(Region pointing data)
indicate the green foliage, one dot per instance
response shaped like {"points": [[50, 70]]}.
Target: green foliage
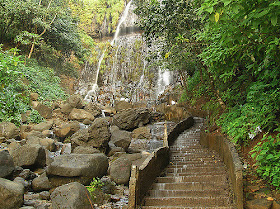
{"points": [[17, 80], [267, 155]]}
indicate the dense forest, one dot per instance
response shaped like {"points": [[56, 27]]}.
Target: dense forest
{"points": [[227, 52]]}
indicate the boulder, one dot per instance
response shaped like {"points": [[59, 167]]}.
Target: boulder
{"points": [[142, 133], [71, 196], [122, 105], [76, 101], [34, 96], [120, 170], [6, 164], [80, 115], [93, 109], [67, 129], [66, 108], [43, 126], [85, 150], [99, 133], [259, 204], [132, 118], [9, 130], [44, 111], [77, 167], [41, 183], [29, 155], [11, 194], [120, 138]]}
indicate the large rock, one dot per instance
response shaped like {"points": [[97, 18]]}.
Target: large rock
{"points": [[132, 118], [41, 183], [75, 101], [67, 129], [120, 138], [44, 111], [71, 196], [120, 170], [142, 133], [93, 109], [122, 105], [11, 194], [99, 133], [77, 167], [43, 126], [6, 164], [29, 155], [9, 130], [80, 115]]}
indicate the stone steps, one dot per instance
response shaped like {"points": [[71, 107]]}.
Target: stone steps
{"points": [[195, 178]]}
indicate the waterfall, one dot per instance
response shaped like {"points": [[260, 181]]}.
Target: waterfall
{"points": [[92, 93]]}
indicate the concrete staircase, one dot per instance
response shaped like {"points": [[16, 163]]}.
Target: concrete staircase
{"points": [[195, 178]]}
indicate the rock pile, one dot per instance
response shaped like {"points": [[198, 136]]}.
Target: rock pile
{"points": [[49, 165]]}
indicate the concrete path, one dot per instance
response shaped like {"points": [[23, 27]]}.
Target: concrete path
{"points": [[195, 178]]}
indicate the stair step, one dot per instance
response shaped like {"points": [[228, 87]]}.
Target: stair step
{"points": [[194, 178], [187, 201], [185, 193], [197, 186]]}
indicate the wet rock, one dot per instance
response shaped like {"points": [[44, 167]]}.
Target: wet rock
{"points": [[9, 130], [93, 109], [85, 150], [259, 204], [132, 118], [120, 138], [43, 126], [67, 129], [6, 164], [138, 145], [44, 195], [21, 181], [76, 101], [66, 108], [80, 115], [120, 170], [34, 96], [44, 111], [11, 194], [122, 105], [99, 133], [41, 183], [29, 155], [72, 195], [142, 133], [77, 167]]}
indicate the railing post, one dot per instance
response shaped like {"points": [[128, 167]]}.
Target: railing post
{"points": [[133, 188]]}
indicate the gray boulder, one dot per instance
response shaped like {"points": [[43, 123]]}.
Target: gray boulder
{"points": [[80, 115], [44, 110], [77, 167], [132, 118], [9, 130], [99, 133], [41, 183], [75, 101], [71, 196], [43, 126], [29, 155], [6, 164], [120, 138], [11, 194]]}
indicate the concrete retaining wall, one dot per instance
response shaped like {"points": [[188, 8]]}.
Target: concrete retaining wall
{"points": [[143, 177], [230, 157]]}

• What needs to be done
Take the line holding "indicate the wet rock, one dot per instance" and all lines after it through the end of the data, and set them down exactly.

• Reply
indicate the wet rock, one dot per instance
response shaped like {"points": [[44, 167]]}.
Target: wet rock
{"points": [[9, 130], [93, 109], [85, 150], [259, 204], [132, 118], [120, 138], [43, 126], [67, 129], [6, 164], [138, 145], [44, 195], [21, 181], [76, 101], [66, 108], [80, 115], [120, 170], [34, 96], [44, 111], [11, 194], [122, 105], [99, 133], [41, 183], [29, 155], [72, 195], [142, 133], [77, 167]]}
indicate the railing post, one dot per instance
response shaped like {"points": [[128, 167]]}.
Target: railing post
{"points": [[133, 188]]}
indicate the gray boulder, one dot per instance
response shaped like {"points": [[43, 123]]}.
Target: gray boulder
{"points": [[80, 115], [44, 110], [77, 167], [132, 118], [9, 130], [99, 133], [41, 183], [75, 101], [71, 196], [43, 126], [29, 155], [6, 164], [120, 138], [11, 194]]}
indicate the concrete retaining wall, one dot per instance
response shaped like {"points": [[188, 8]]}.
Target: concrete retaining wall
{"points": [[143, 177], [230, 157]]}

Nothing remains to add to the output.